>> Begin Supplied entries

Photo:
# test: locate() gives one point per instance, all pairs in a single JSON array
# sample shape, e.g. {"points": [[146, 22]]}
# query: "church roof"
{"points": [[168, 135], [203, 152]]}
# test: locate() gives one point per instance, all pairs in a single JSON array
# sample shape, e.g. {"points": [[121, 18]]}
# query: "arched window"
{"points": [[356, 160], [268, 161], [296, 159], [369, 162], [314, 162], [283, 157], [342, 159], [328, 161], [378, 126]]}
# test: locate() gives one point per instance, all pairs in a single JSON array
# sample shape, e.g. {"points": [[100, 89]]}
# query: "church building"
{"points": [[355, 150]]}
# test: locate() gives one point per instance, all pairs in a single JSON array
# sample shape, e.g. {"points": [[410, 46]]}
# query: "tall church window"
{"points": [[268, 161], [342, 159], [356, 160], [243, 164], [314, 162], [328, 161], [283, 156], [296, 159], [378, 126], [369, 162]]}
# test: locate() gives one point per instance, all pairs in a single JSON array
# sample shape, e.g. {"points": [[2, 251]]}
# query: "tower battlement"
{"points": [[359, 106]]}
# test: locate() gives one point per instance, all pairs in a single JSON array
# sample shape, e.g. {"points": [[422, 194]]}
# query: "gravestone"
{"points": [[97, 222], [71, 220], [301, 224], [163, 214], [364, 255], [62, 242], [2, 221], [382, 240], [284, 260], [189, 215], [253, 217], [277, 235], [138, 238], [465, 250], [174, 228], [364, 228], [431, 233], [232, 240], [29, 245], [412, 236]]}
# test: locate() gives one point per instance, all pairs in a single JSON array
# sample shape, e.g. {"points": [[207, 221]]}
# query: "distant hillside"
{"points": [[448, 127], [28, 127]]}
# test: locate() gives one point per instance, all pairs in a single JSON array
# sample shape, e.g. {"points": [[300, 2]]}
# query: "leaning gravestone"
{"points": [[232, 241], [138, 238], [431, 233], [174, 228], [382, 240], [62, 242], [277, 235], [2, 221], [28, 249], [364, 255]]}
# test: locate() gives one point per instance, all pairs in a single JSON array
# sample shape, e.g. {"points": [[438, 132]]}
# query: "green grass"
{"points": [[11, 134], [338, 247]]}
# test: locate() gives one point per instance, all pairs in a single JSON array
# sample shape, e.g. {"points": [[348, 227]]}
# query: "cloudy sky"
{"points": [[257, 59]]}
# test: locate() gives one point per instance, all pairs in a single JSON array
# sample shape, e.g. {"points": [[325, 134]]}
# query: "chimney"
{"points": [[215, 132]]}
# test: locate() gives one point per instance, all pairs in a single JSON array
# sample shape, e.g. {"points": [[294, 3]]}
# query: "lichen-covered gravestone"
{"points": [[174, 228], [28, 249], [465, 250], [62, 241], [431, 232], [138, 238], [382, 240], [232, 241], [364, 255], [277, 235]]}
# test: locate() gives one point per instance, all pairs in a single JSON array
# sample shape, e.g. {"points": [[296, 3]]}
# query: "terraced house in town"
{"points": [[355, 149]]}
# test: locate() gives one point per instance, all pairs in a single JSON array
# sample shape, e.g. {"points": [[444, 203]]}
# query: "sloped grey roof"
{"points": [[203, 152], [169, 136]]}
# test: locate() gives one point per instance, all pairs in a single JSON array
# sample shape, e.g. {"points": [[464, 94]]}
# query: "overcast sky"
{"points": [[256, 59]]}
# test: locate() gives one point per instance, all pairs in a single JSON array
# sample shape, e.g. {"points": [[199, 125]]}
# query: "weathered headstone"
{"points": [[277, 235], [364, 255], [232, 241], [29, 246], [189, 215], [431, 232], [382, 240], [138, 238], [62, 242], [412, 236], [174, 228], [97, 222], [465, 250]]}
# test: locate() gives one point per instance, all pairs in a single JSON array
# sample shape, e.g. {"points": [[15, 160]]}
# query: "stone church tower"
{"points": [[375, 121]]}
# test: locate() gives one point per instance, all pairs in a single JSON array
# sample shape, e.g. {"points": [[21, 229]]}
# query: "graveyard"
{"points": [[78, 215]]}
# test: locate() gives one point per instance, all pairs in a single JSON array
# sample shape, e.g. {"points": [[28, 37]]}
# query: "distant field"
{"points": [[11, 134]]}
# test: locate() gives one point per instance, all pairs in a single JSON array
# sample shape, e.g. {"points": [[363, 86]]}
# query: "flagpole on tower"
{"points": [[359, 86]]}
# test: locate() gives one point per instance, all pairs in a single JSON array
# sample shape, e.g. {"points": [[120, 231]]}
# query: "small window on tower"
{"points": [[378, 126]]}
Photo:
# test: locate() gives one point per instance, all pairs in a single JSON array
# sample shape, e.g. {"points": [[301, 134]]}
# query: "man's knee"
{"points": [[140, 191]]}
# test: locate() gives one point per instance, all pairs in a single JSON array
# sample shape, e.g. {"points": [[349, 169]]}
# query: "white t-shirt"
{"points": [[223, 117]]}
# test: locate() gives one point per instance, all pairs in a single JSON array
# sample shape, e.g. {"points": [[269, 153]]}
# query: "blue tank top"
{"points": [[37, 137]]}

>> End Supplied entries

## Exercise instructions
Return the listing above in full, character for character.

## Correct response
Photo:
# test: locate() gives one point per instance, all pairs in a single JSON array
# sample shape, e.g. {"points": [[146, 22]]}
# query: "church roof"
{"points": [[168, 135], [203, 152]]}
# test: locate() gives one point per instance, all pairs in a single JSON array
# sample shape, e.g. {"points": [[121, 18]]}
# query: "arched window"
{"points": [[356, 160], [268, 161], [296, 159], [369, 162], [314, 162], [283, 157], [342, 159], [328, 161], [378, 126]]}
# test: locate() gives one point per instance, all pairs in a single JSON array
# sample shape, e.g. {"points": [[100, 89]]}
# query: "church building"
{"points": [[355, 150]]}
# test: locate() gives one point per instance, all pairs in a single JSON array
# sample shape, e.g. {"points": [[410, 46]]}
# query: "tall church window"
{"points": [[268, 161], [342, 159], [356, 160], [243, 164], [314, 162], [328, 161], [283, 156], [296, 159], [378, 126], [369, 162]]}
# test: locate() gives one point per instance, all pairs in a single JSON array
# sample shape, e.g. {"points": [[2, 251]]}
# query: "tower battlement"
{"points": [[359, 106]]}
# test: locate() gives one point per instance, all pairs in a single JSON array
# sample shape, e.g. {"points": [[422, 194]]}
# query: "gravestone"
{"points": [[97, 222], [71, 220], [301, 224], [163, 214], [364, 255], [62, 242], [2, 221], [382, 240], [284, 260], [189, 215], [253, 217], [277, 235], [138, 238], [465, 250], [174, 228], [364, 228], [431, 233], [232, 240], [29, 245], [412, 236]]}
# test: locate() gives one point per instance, all pairs in a single JSON array
# sample shape, e.g. {"points": [[207, 221]]}
# query: "distant hillside"
{"points": [[448, 127], [28, 127]]}
# test: locate() gives one point per instance, all pairs in a single JSON array
# sample shape, e.g. {"points": [[300, 2]]}
# query: "leaning gravestone"
{"points": [[232, 241], [138, 238], [431, 233], [174, 228], [382, 240], [62, 242], [277, 235], [2, 221], [28, 249], [364, 255]]}
# test: locate() gives one point per instance, all pairs in a single JSON array
# sample shape, e.g. {"points": [[438, 132]]}
# query: "green grass"
{"points": [[11, 134], [338, 247]]}
# test: locate() gives one point per instance, all pairs in a single JSON array
# sample shape, e.g. {"points": [[348, 227]]}
# query: "cloudy sky"
{"points": [[257, 59]]}
# test: locate() gives one point per instance, all pairs in a single JSON array
# sample shape, e.g. {"points": [[325, 134]]}
# query: "chimney"
{"points": [[215, 132]]}
# test: locate() gives one point per instance, all pairs in a single JSON array
# sample shape, e.g. {"points": [[294, 3]]}
# query: "lichen-covered gravestone"
{"points": [[174, 228], [28, 249], [465, 250], [62, 241], [431, 232], [138, 238], [382, 240], [232, 241], [364, 255], [277, 235]]}
# test: locate() gives one point per instance, all pairs in a single JSON array
# sample shape, e.g. {"points": [[296, 3]]}
# query: "terraced house in town"
{"points": [[355, 149]]}
# test: locate() gives one point per instance, all pairs in a single JSON array
# sample shape, e.g. {"points": [[444, 203]]}
# query: "sloped grey roof"
{"points": [[203, 152], [169, 136]]}
# test: locate() gives one point per instance, all pairs in a single JSON array
# sample shape, e.g. {"points": [[464, 94]]}
# query: "overcast sky"
{"points": [[256, 59]]}
# test: locate() gives one point per instance, all pairs in a single JSON array
# sample shape, e.g. {"points": [[199, 125]]}
# query: "weathered headstone"
{"points": [[277, 235], [364, 255], [232, 241], [29, 246], [189, 215], [431, 232], [382, 240], [138, 238], [62, 242], [412, 236], [174, 228], [97, 222], [465, 250]]}
# test: locate() gives one point per instance, all pairs in a single JSON array
# sample shape, e.g. {"points": [[15, 160]]}
# query: "stone church tower"
{"points": [[375, 121]]}
# test: locate() gives one point per instance, all pairs in a single JSON array
# sample shape, e.g. {"points": [[21, 229]]}
# query: "graveyard"
{"points": [[78, 215]]}
# test: locate() gives one point per instance, all pairs in a single JSON array
# sample shape, e.g. {"points": [[28, 37]]}
# query: "distant field"
{"points": [[11, 134]]}
# test: locate() gives one point per instance, all pairs in a single JSON array
# sample shape, e.g. {"points": [[363, 86]]}
# query: "flagpole on tower"
{"points": [[359, 86]]}
# test: locate() gives one point per instance, all pairs in a single JSON array
# sample shape, e.g. {"points": [[120, 231]]}
# query: "small window on tower"
{"points": [[378, 126]]}
Photo:
# test: locate() gives one point per instance, all pairs in a single JSON array
# sample shape, e.g. {"points": [[301, 134]]}
# query: "man's knee"
{"points": [[140, 191]]}
# test: locate() gives one point per instance, all pairs in a single JSON array
# sample shape, e.g. {"points": [[349, 169]]}
# query: "white t-shirt"
{"points": [[223, 117]]}
# test: locate() gives one point per instance, all pairs in a single JSON array
# sample shape, e.g. {"points": [[269, 153]]}
# query: "blue tank top"
{"points": [[37, 137]]}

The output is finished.